QUOTED PASSAGE:
Why We Detain the Innocent

Why We Detain the Innocent

Yet again the courts have ignored the Constitution and legal precedent, leaving seventeen innocent Guantánamo detainees in legal limbo.


Last September, I wrote about the singular case of seventeen ethnic Uighurs detained at Guantánamo Bay, notwithstanding the fact they posed no threat to the US. Last week, a federal court of appeals in DC said those men can be detained indefinitely without hope of judicial remedy.

That striking ruling has the practical effect of negating two Supreme Court opinions and rendering years of habeas corpus litigation an empty gesture. It also compounds the logistical problems of closing the prison, compromises US diplomatic efforts and reverses decades of positive development in constitutional law.

The Supreme Court should speedily reverse the DC court’s ruling–if the Obama administration fails to do the right thing by releasing the Uighurs into the United States.

Even for a federal court system inured to the practice of executing criminal defendants if they file their claims late or in the wrong forum, Wednesday’s opinion, Kiyemba v. Obama, is remarkable. To understand why requires some understanding of what precisely it said.

The Kiyemba plaintiffs’ basic argument was simple: Seven years’ illegal detention is enough. The Supreme Court has held twice, in 2004 and then in 2008, that the Guantánamo detainees can seek relief in the form of habeas corpus, the one judicial remedy embedded in the Constitution beyond the tinkering of transient majorities. Habeas without release is meaningless. And because the Uighurs would be tortured if sent back to their native China–a fact the government never contested–their only remedial avenue lay in the United States.

MATERIAL SUPPLIED:

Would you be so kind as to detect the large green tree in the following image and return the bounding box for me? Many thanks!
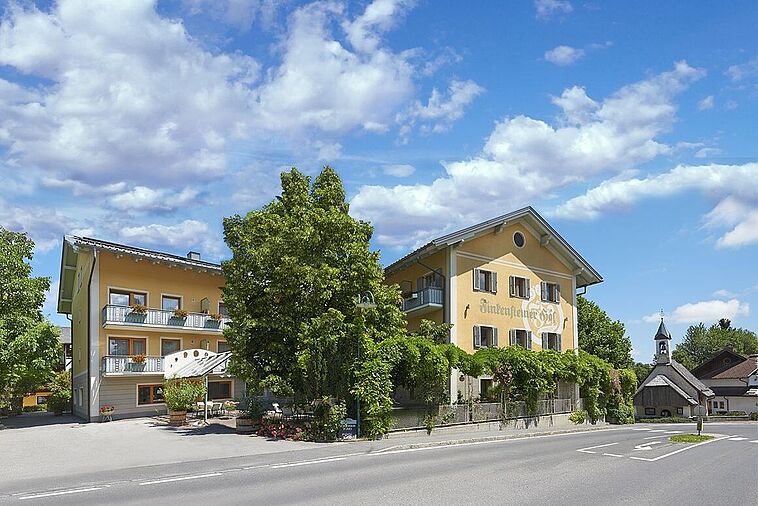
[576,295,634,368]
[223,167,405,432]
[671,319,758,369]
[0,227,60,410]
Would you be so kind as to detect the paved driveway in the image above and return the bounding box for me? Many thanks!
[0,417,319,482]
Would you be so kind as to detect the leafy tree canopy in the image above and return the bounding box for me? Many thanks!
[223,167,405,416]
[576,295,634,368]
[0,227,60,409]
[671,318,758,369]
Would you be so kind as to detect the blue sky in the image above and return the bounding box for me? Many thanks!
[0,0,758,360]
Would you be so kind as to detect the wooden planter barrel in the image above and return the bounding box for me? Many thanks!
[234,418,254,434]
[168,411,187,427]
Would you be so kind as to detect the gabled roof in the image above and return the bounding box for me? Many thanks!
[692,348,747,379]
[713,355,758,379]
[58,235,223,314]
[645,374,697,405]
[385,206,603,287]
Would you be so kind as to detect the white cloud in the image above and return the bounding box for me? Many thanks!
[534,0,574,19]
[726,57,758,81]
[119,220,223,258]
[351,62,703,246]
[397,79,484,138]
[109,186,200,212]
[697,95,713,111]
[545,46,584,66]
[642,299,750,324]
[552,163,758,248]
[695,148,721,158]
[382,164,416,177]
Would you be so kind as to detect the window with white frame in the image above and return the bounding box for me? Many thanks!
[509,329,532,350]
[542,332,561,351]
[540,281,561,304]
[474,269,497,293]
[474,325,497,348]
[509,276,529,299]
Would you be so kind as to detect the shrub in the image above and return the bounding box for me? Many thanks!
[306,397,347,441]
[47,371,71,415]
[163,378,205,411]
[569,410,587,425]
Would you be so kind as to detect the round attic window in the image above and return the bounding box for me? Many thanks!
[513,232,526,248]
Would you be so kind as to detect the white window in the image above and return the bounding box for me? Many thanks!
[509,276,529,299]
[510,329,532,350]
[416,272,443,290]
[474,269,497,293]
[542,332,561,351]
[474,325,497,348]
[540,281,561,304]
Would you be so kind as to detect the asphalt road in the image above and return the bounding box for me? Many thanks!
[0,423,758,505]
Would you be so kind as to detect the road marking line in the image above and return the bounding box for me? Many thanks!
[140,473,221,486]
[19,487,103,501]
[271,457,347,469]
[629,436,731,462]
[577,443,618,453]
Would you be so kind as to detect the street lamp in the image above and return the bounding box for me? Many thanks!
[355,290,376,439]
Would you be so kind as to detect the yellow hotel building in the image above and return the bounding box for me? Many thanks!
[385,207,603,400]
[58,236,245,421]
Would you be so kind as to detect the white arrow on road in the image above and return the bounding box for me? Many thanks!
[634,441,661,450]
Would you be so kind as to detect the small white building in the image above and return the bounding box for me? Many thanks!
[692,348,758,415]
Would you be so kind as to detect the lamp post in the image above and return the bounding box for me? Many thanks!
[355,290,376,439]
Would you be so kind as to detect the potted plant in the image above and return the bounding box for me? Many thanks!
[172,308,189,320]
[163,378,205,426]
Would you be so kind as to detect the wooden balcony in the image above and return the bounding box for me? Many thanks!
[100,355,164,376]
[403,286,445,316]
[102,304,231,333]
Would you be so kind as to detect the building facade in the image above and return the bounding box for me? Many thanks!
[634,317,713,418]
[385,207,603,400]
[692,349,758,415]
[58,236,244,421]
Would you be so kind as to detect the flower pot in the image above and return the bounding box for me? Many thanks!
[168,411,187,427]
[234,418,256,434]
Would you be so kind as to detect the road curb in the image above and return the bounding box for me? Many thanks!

WHAT YOU NEED TO DO:
A. Reproduce the passage of the article on the Uighur detainees from "Even for a federal" up to and including "precisely it said.".
B. In the article on the Uighur detainees, in which years did the Supreme Court rule that Guantánamo detainees can seek habeas corpus relief?
The material above comes from a separate source.

LIST OF SOLUTIONS:
A.
Even for a federal court system inured to the practice of executing criminal defendants if they file their claims late or in the wrong forum, Wednesday’s opinion, Kiyemba v. Obama, is remarkable. To understand why requires some understanding of what precisely it said.

B. 2004 and 2008.